• Problem statement
Please return every record exactly as it appears.

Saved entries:
****************************************
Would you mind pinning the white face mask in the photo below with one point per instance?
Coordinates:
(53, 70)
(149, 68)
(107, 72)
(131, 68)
****************************************
• Result of the task
Would you mind pinning the white face mask in the photo below with one point per instance?
Coordinates:
(53, 70)
(149, 68)
(107, 72)
(131, 68)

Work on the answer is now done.